Exercise requirements> Omit images. Retype all entries verbatim.

Given information>

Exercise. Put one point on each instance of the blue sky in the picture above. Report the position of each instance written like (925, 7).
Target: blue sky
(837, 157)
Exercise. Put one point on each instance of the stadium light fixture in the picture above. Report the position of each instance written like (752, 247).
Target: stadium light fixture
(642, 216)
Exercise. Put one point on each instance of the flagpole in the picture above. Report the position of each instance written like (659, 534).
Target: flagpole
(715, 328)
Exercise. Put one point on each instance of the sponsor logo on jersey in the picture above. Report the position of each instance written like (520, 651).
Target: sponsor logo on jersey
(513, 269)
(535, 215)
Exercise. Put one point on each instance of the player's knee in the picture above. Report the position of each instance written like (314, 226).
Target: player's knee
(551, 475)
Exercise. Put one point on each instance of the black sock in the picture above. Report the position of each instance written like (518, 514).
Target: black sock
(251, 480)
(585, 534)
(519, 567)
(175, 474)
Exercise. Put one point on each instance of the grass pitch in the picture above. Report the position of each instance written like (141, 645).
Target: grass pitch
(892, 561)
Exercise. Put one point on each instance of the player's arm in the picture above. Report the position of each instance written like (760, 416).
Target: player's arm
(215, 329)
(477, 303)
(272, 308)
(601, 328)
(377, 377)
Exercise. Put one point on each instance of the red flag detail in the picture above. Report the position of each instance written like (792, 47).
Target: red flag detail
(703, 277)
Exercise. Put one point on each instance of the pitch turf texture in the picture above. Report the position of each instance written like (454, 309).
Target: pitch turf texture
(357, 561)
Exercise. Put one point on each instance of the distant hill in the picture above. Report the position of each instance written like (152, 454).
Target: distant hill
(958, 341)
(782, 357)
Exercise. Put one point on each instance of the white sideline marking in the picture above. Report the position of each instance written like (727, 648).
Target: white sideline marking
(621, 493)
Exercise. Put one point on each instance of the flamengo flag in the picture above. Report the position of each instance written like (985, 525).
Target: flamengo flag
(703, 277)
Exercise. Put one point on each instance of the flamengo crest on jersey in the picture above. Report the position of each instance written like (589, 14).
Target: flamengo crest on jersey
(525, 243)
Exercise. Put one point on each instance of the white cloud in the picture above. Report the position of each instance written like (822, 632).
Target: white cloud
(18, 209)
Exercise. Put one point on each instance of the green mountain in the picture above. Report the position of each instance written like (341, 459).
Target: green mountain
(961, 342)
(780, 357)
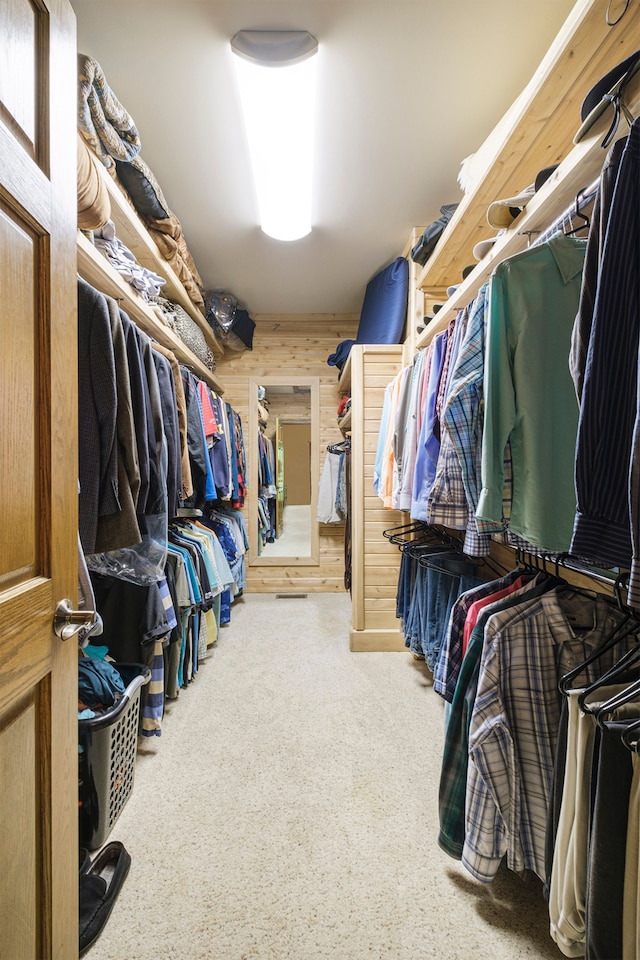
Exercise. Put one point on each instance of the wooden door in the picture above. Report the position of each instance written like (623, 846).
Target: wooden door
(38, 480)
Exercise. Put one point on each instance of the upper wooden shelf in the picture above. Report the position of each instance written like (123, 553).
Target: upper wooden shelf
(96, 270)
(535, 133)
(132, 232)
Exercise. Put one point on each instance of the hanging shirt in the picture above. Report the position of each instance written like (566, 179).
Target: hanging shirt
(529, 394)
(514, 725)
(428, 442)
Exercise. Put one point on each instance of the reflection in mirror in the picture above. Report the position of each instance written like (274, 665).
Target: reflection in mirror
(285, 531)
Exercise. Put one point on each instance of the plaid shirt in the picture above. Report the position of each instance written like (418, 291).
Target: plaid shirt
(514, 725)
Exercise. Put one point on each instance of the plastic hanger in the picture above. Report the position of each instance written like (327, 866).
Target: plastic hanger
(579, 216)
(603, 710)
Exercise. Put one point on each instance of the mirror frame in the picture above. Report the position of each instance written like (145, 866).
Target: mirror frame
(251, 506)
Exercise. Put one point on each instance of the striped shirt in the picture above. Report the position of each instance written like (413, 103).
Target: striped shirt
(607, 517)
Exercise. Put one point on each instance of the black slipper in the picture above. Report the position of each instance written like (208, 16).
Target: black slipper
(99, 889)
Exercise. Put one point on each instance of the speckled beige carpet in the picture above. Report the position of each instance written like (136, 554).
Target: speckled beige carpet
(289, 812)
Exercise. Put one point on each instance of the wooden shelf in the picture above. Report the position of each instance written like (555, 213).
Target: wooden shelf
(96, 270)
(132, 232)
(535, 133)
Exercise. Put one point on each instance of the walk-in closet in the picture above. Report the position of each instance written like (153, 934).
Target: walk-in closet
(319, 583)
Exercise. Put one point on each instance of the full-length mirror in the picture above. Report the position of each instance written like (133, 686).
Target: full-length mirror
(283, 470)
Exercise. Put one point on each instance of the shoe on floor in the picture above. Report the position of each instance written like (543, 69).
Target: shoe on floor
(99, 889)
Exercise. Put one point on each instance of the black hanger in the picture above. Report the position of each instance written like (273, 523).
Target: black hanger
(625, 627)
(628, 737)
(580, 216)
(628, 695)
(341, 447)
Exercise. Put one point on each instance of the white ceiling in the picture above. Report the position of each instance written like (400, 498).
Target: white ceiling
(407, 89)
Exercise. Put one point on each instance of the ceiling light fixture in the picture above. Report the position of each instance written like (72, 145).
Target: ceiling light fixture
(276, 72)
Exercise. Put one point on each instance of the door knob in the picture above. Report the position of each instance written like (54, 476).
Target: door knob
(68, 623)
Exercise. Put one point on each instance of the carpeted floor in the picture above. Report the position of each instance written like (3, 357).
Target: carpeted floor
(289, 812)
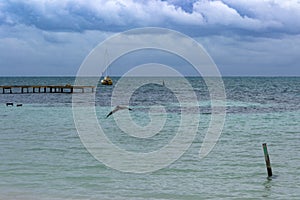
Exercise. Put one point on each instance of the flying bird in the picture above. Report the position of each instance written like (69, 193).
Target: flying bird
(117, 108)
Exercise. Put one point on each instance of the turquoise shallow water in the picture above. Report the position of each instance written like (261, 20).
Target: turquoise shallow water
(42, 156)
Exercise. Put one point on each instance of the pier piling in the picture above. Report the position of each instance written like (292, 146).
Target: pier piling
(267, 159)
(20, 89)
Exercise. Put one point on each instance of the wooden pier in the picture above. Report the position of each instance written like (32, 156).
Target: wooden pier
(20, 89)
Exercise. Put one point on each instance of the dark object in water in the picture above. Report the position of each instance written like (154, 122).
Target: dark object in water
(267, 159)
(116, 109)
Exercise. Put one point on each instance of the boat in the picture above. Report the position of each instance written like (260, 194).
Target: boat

Full answer>
Exercise. Put one point on each instance of the blue sky in the picture above. Report the position of each instance written like (925, 7).
Target: blue sky
(837, 157)
Exercise. Put one point on each instance of the stadium light fixture in the picture above. Report the position of each instance written like (752, 247).
Target: stadium light fixture
(642, 216)
Exercise. Put one point on each instance of the flagpole in the picture above. Report the position of each instance written like (659, 534).
Target: flagpole
(715, 328)
Exercise. Put one point on each instance of the sponsor logo on jersey in the picture above. Report the position of each instance written like (520, 651).
Target: sponsor logo on jersey
(513, 269)
(535, 215)
Exercise. Put one point on each instance of the player's knee in the picture above. Report the position of each instance written like (314, 226).
Target: player's knee
(551, 475)
Exercise. Put one point on each instance of the black sock in the picture above. Report the position of each instance written like (518, 514).
Target: black sock
(251, 480)
(585, 534)
(519, 567)
(175, 474)
Exercise. Put one point on each instance of the grass pitch in the picture above. Report the position of each instance written like (141, 645).
Target: grass pitch
(892, 561)
Exercise. Put one point on each instance of the player's arm in the picture above. Report the position of each instance written like (760, 416).
Target: player's arm
(215, 329)
(477, 303)
(272, 308)
(601, 328)
(377, 377)
Exercise. Put one point on each instance of the red flag detail in the picture above. Report the position of each instance written like (792, 47).
Target: red flag detail
(703, 277)
Exercise. Put one point on each instance of the pitch turf texture in the picture above. Report the position of each instance written like (454, 309).
Target: pitch turf texture
(357, 561)
Exercise. Put one point on each instance of the distant hill in the picture above. Report the position of each instance written like (152, 454).
Target: distant hill
(958, 341)
(782, 357)
Exercise. Put one point on each instance of the white sideline marking in the picture above. Report the position of each instance written like (727, 648).
Target: white sideline marking
(621, 493)
Exercise. Put one point on each instance of the flamengo flag in the picture above. Report the position of each instance written like (985, 525).
Target: flamengo flag
(703, 277)
Exercise. Put one point on each instance of the flamengo crest on jersey in the picture above. Report the position of each instance written like (589, 14).
Target: flamengo crest on jersey
(525, 243)
Exercise. Put one point on each instance of the white cloud in the picture above. Report the position of each instance written like (822, 632).
Target: white cloud
(18, 209)
Exercise. Put one point on each instance of the green mountain in the picture above. Report the position of each instance written like (341, 459).
Target: green mountain
(961, 342)
(780, 357)
Exercise. Put one point on each instance of the wooden door in the picture above. Report the position of each instance written like (623, 846).
Target: wooden door
(38, 480)
Exercise. Put one point on each instance of the upper wooden shelf in the picture above. Report the position of each instance written like (123, 553).
Target: upper wooden shelf
(96, 270)
(535, 133)
(132, 232)
Exercise. Put one point on each instance of the hanging shirt in the picture above. Report the position of each instance written like (566, 179).
Target: hanging shirt
(529, 394)
(514, 725)
(428, 442)
Exercise. Put one point on each instance of the reflection in mirror in the picture above. Report the position of each instance written like (274, 665).
Target: reflection in mirror
(285, 531)
Exercise. Put one point on each instance of the plaid shirt in the picture above. Report the position of each instance written like (418, 291).
Target: plaid shirt
(514, 725)
Exercise. Put one point on each instance of the plastic hanger in the picture above. Report the position of each instance written like (327, 866).
Target: plastic hanger
(579, 216)
(603, 710)
Exercise. Put one point on each instance of the mirror frame in the picture above. Report the position of each instance written like (145, 866).
Target: mirror frame
(251, 506)
Exercise. Put one point on each instance of the striped shirt in the picture above. Report the position of each instance written like (413, 103).
Target: striped shirt
(607, 517)
Exercise. Put one point on each instance of the black slipper in the picture above. Report the position of each instance written like (208, 16).
Target: black slipper
(99, 889)
Exercise. Put one point on each instance of the speckled beige carpet in the picture above. Report the position of each instance written like (136, 554).
Target: speckled beige carpet
(289, 812)
Exercise. Put one point on each instance of the wooden shelf in the picture above. Report the position of each instance written like (555, 213).
Target: wooden shelf
(96, 270)
(132, 232)
(535, 133)
Exercise. Put one point on each instance of the walk-in closet in the picture above. Report the position of each instance written like (153, 934).
Target: walk-in closet
(319, 583)
Exercise. Put one point on each instance of the full-length mirror in the picture above. Report the position of each instance written like (133, 686).
Target: full-length mirror
(283, 470)
Exercise. Put one point on each instance of the shoe on floor in the picture above. Report the position of each instance written like (543, 69).
Target: shoe on floor
(99, 889)
Exercise. Put one point on each instance of the black hanger in the picture above. Report the position of each instance written like (273, 523).
Target: black hanger
(625, 627)
(628, 737)
(580, 216)
(628, 695)
(341, 447)
Exercise. Put one point on each instance of the white ceiling in the picture above. Report the position of each instance written like (400, 498).
Target: white ceiling
(407, 89)
Exercise. Put one point on each instance of the ceiling light fixture in the picture above. Report the position of each instance written like (72, 145).
Target: ceiling light fixture
(276, 72)
Exercise. Put one point on each instance of the door knob in the picture above. Report the position of each instance written like (54, 476).
Target: door knob
(68, 623)
Exercise. Put one point on each instance of the carpeted floor in the picture above. Report the position of each instance written like (3, 357).
Target: carpeted floor
(289, 812)
Exercise. Put one point on each instance of the flying bird in the picture above. Report the position of each instance written like (69, 193).
Target: flying bird
(117, 108)
Exercise. Put one point on each instance of the turquoise shallow water in the picture above. Report the position of each instance written like (261, 20).
Target: turquoise shallow water
(42, 156)
Exercise. Put one point on each instance of the pier piling in the picture above. Report the position of each instance written like (292, 146).
Target: pier piling
(267, 159)
(20, 89)
Exercise. Put one point on each instance of the wooden pier in the picture above. Report the position of each instance written like (32, 156).
Target: wooden pier
(20, 89)
Exercise. Put one point on each instance of the dark object in water in the picture above. Report the position of each instance written like (154, 122).
Target: dark object in water
(267, 159)
(116, 109)
Exercise. Put one point on each instance of the boat in the picture above. Report the position of each instance written like (260, 194).
Target: boat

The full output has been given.